● **Extrait à lire**:
━━━━━━━━━━━━━━━━━━━━━━━━━━━━━━
Le refus du Conseil fédéral d’une troisième voie ferroviaire entre Lausanne et Genève dépasse de loin le sort des pendulaires. Il semble annoncer les mauvais choix d’un pays bientôt déconnecté.
Un drôle de ZEB: c’est sous cette abréviation alémanique pour «Futur développement des projets ferroviaires», que la deuxième phase de Rail 2000 suscite une tempête de fureur le long des berges du Léman.
La faute au Conseil fédéral qui s’apprête à exclure du paquet la construction d’une troisième voie sur l’axe Lausanne-Genève, un des plus encombrés mais aussi des plus rentables de Suisse.
En cinq ans, les passagers quotidiens ont passé de 26’500 à 39’000 (une augmentation de 30%) et les prévisions les plus mesurées annoncent un bond de 50% sur la période 2015-2030. Pour des raisons essentiellement démographiques avec 100’000 nouveaux habitants prévus en 2020 dans le seul canton de Vaud. Les spécialistes parlent donc de catastrophe programmée.
━━━━━━━━━━━━━━━━━━━━━━━━━━━━━━
● **Données brutes**:
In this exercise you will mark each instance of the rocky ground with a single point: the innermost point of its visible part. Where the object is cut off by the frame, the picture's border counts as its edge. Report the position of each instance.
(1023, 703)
━━━━━━━━━━━━━━━━━━━━━━━━━━━━━━
● **Consignes**:
A. D'après l'extrait, combien de nouveaux habitants sont prévus en 2020 dans le canton de Vaud ?
B. Recopiez le passage de l'extrait qui commence par «Le refus du» et s'achève par «rentables de Suisse.».
Ces données n'ont aucun lien avec l'extrait.

● **Réponses**:
A. 100’000 nouveaux habitants.

B.
Le refus du Conseil fédéral d’une troisième voie ferroviaire entre Lausanne et Genève dépasse de loin le sort des pendulaires. Il semble annoncer les mauvais choix d’un pays bientôt déconnecté.
Un drôle de ZEB: c’est sous cette abréviation alémanique pour «Futur développement des projets ferroviaires», que la deuxième phase de Rail 2000 suscite une tempête de fureur le long des berges du Léman.
La faute au Conseil fédéral qui s’apprête à exclure du paquet la construction d’une troisième voie sur l’axe Lausanne-Genève, un des plus encombrés mais aussi des plus rentables de Suisse.